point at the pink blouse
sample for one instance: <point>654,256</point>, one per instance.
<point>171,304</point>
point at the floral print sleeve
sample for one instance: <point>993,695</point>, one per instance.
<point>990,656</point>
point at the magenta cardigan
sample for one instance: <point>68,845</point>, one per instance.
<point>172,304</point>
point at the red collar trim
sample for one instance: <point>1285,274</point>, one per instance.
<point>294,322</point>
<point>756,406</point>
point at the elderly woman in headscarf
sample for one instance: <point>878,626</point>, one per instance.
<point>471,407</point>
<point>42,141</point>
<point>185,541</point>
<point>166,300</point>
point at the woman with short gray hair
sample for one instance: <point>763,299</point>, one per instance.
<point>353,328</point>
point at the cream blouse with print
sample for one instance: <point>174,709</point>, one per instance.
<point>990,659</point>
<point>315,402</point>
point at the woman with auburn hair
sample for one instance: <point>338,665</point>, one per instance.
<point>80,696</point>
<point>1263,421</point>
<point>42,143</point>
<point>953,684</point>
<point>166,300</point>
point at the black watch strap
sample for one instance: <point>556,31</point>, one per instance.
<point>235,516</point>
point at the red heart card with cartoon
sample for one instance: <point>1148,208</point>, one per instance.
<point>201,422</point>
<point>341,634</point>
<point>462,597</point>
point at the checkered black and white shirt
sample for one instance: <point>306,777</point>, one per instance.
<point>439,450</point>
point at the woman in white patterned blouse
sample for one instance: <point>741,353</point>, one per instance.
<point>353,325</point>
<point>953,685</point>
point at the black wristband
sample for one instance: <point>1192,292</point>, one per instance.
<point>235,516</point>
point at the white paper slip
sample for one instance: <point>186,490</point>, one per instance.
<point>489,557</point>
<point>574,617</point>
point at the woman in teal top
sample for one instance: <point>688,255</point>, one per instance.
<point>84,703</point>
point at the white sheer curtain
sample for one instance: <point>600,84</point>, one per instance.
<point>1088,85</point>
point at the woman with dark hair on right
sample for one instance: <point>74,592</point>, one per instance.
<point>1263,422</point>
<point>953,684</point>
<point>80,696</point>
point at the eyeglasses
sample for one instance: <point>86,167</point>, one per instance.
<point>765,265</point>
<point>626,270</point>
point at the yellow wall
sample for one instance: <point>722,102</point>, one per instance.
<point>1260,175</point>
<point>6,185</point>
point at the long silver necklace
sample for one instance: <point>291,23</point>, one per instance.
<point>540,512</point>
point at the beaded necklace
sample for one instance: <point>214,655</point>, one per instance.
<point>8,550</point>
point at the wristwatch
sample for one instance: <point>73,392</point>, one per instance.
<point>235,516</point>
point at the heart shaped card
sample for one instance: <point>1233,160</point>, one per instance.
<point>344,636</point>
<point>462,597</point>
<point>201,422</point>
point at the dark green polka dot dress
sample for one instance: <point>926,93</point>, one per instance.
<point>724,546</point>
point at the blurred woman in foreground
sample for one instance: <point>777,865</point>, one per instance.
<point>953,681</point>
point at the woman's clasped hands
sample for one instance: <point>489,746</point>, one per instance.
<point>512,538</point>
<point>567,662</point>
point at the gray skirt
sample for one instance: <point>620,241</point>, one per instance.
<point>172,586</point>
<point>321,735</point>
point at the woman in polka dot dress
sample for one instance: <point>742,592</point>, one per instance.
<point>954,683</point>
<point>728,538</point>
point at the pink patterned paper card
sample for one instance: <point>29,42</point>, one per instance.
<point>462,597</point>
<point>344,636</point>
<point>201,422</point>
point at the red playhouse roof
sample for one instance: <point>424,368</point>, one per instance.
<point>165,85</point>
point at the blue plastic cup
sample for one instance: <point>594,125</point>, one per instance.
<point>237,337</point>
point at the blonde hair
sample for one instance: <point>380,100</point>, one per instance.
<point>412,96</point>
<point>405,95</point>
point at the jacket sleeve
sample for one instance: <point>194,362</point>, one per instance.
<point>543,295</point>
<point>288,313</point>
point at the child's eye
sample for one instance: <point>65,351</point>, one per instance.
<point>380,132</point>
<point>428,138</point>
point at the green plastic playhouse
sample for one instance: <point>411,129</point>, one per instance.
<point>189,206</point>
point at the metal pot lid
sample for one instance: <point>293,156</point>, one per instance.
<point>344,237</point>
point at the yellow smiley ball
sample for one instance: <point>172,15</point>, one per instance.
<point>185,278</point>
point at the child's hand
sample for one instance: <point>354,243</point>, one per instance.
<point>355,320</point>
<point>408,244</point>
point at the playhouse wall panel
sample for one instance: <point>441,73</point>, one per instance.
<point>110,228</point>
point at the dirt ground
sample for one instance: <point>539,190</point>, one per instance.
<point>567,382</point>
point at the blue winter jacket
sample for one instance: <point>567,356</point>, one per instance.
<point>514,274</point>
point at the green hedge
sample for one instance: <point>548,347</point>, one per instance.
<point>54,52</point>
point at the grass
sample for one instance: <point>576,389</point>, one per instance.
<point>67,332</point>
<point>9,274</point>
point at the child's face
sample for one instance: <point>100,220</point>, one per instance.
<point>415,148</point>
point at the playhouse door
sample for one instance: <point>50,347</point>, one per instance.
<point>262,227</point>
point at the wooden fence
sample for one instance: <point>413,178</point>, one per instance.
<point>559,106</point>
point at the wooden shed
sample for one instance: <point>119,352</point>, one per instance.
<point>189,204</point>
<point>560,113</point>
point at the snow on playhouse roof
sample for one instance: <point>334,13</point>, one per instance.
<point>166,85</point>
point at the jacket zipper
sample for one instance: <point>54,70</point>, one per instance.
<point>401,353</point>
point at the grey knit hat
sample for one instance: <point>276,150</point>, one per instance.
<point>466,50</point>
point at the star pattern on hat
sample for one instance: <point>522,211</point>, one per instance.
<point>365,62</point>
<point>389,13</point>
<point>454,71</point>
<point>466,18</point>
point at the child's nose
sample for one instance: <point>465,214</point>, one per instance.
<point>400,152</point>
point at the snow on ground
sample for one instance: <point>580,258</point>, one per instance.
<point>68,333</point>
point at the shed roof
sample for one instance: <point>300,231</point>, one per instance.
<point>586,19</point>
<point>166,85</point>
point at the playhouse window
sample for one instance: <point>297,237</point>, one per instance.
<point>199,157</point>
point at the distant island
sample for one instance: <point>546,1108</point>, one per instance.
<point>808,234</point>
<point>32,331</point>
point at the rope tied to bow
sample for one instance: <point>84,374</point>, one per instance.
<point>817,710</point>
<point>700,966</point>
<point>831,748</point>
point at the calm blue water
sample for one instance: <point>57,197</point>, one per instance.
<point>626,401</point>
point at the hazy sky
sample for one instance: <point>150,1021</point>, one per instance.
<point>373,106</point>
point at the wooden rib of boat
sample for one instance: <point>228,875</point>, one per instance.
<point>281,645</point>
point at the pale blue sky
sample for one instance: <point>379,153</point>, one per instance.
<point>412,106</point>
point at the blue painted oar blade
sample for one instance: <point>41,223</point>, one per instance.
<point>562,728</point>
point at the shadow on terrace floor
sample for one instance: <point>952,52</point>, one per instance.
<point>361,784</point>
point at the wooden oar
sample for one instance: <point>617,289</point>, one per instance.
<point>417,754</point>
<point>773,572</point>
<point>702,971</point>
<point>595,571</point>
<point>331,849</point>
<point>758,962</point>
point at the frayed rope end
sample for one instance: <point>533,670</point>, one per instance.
-=-=-=-=-
» Your objective
Copy every one of the lines above without changing a single character.

» Task result
point at the pink blouse
sample for one instance: <point>654,256</point>, one per instance.
<point>171,304</point>
point at the floral print sleeve
sample for one instance: <point>993,695</point>, one per instance.
<point>990,656</point>
point at the magenta cardigan
sample for one instance: <point>68,845</point>, one per instance.
<point>172,304</point>
point at the red collar trim
sample for one instance: <point>1285,274</point>, one per instance.
<point>294,322</point>
<point>756,406</point>
point at the elderly woman in headscarf
sample for one instance: <point>878,626</point>, one per instance.
<point>471,407</point>
<point>42,141</point>
<point>185,541</point>
<point>166,300</point>
point at the woman with short gray hair
sample for one instance: <point>763,299</point>, one per instance.
<point>353,328</point>
point at the cream blouse with print
sample for one instance: <point>174,709</point>, one per instance.
<point>990,659</point>
<point>315,402</point>
point at the woman with auburn hair
sample for one instance: <point>338,665</point>, one per instance.
<point>80,696</point>
<point>1263,421</point>
<point>42,143</point>
<point>953,684</point>
<point>166,300</point>
point at the black watch strap
sample for one instance: <point>556,31</point>, one per instance.
<point>235,516</point>
point at the red heart card with cartoon
sample for one instance: <point>1148,208</point>, one per instance.
<point>201,422</point>
<point>341,634</point>
<point>462,597</point>
point at the checkered black and white shirt
sample for one instance: <point>306,777</point>, one per instance.
<point>439,450</point>
point at the woman in white patterned blouse
sample for one instance: <point>741,353</point>, one per instance.
<point>353,325</point>
<point>953,685</point>
point at the black wristband
sample for one instance: <point>1192,292</point>, one per instance.
<point>235,516</point>
point at the white paper slip
sample for one instance: <point>186,490</point>, one per instance.
<point>489,557</point>
<point>574,617</point>
point at the woman in teal top
sample for one instance: <point>688,255</point>, one per instance.
<point>84,703</point>
point at the white sheer curtain
sample for one instance: <point>600,84</point>, one per instance.
<point>1088,85</point>
point at the woman with dark hair on right
sample for one instance: <point>74,592</point>, one per instance.
<point>1263,422</point>
<point>953,684</point>
<point>80,696</point>
point at the eyeglasses
sample for one instance: <point>86,167</point>, one per instance.
<point>765,265</point>
<point>626,270</point>
point at the yellow wall
sample for one instance: <point>722,102</point>, one per instance.
<point>1260,175</point>
<point>6,185</point>
point at the long silver necklace
sample for one instance: <point>291,23</point>, one per instance.
<point>540,512</point>
point at the beaded necklace
sample for one instance: <point>214,655</point>, one per instance.
<point>8,550</point>
point at the wristwatch
sample for one instance: <point>73,392</point>, one per instance.
<point>235,516</point>
point at the heart shaped card
sample for one instance: <point>1233,160</point>, one per instance.
<point>344,636</point>
<point>462,597</point>
<point>201,422</point>
point at the dark green polka dot dress
sample for one instance: <point>926,93</point>, one per instance.
<point>724,546</point>
point at the blurred woman in foreground
sample for one instance: <point>777,865</point>, one per instance.
<point>953,681</point>
point at the woman's clasped hands
sample for one instance: <point>489,746</point>, one per instance.
<point>512,538</point>
<point>567,662</point>
point at the gray skirt
sample for one instance: <point>620,241</point>, one per instance.
<point>172,586</point>
<point>321,735</point>
point at the woman in polka dot dress
sample for one instance: <point>742,592</point>, one per instance.
<point>954,683</point>
<point>728,538</point>
point at the pink patterned paper card
sample for one instance: <point>29,42</point>, one per instance.
<point>462,597</point>
<point>344,636</point>
<point>201,422</point>
point at the red playhouse roof
sample for one instance: <point>424,368</point>, one per instance.
<point>165,85</point>
point at the blue plastic cup
sample for one instance: <point>594,125</point>, one per instance.
<point>237,337</point>
point at the blonde hair
sample for one instance: <point>380,100</point>, one per instance.
<point>412,96</point>
<point>405,95</point>
point at the jacket sleeve
sample for one instance: <point>194,362</point>, one per instance.
<point>543,295</point>
<point>288,313</point>
point at the child's eye
sample for one instance: <point>65,351</point>, one per instance.
<point>380,132</point>
<point>428,138</point>
point at the green plastic playhouse
sample for one instance: <point>411,129</point>, one per instance.
<point>189,206</point>
point at the metal pot lid
sample for one instance: <point>293,156</point>, one per instance.
<point>344,237</point>
point at the yellow smiley ball
sample for one instance: <point>172,15</point>, one per instance.
<point>185,278</point>
point at the child's hand
sample for one instance: <point>354,243</point>, one per instance.
<point>355,320</point>
<point>408,244</point>
point at the playhouse wall panel
sample for one instance: <point>441,73</point>, one per instance.
<point>110,228</point>
point at the dirt ground
sample for one instance: <point>539,190</point>, one per instance.
<point>567,382</point>
point at the blue winter jacket
sample for one instance: <point>567,356</point>, one per instance.
<point>514,274</point>
point at the green hedge
sample for one instance: <point>548,347</point>, one per instance.
<point>54,52</point>
point at the grass
sample for one instance: <point>576,389</point>, one per instance.
<point>67,332</point>
<point>9,274</point>
point at the child's face
sample for one instance: <point>100,220</point>, one per instance.
<point>415,148</point>
point at the playhouse door
sample for one instance: <point>50,347</point>, one per instance.
<point>262,227</point>
point at the wooden fence
sample for one instance: <point>413,178</point>, one per instance.
<point>559,106</point>
point at the wooden shed
sample for one instance: <point>119,352</point>, one per instance.
<point>189,204</point>
<point>560,113</point>
point at the snow on playhouse roof
sample for one instance: <point>334,13</point>, one per instance.
<point>166,85</point>
point at the jacket zipper
sample for one instance: <point>54,70</point>, one per instance.
<point>401,353</point>
point at the grey knit hat
sample for one instance: <point>276,150</point>, one per instance.
<point>466,50</point>
point at the star pattern on hat
sample for one instance: <point>522,211</point>, one per instance.
<point>365,62</point>
<point>389,13</point>
<point>454,71</point>
<point>466,18</point>
point at the child's nose
sample for one instance: <point>465,214</point>, one per instance.
<point>400,152</point>
point at the snow on ground
sample for one instance: <point>580,258</point>, one per instance.
<point>68,333</point>
point at the shed roof
sample for one instance: <point>300,231</point>, one per instance.
<point>586,19</point>
<point>166,85</point>
point at the playhouse window
sample for one instance: <point>297,237</point>, one per instance.
<point>199,157</point>
point at the distant island
sample for one instance: <point>546,1108</point>, one per instance.
<point>808,234</point>
<point>32,331</point>
point at the rope tied to bow
sample for one instance: <point>84,374</point>, one per instance.
<point>817,710</point>
<point>700,966</point>
<point>831,748</point>
point at the calm blue water
sample for one instance: <point>57,197</point>, one per instance.
<point>626,401</point>
point at the hazy sky
sample for one instance: <point>150,1021</point>, one per instance.
<point>373,106</point>
point at the wooden rib of boat
sample for one instance: <point>228,875</point>, one per instance.
<point>281,645</point>
point at the pale blue sky
sample for one instance: <point>379,153</point>, one per instance.
<point>412,106</point>
point at the blue painted oar blade
sample for one instance: <point>41,223</point>, one per instance.
<point>562,728</point>
point at the shadow on terrace floor
sample for one instance: <point>952,52</point>, one per instance.
<point>361,784</point>
point at the wooden oar
sample for one instance: <point>617,289</point>, one per instance.
<point>417,754</point>
<point>773,572</point>
<point>702,971</point>
<point>595,571</point>
<point>331,849</point>
<point>758,962</point>
point at the frayed rope end
sample for one instance: <point>533,670</point>, one per instance.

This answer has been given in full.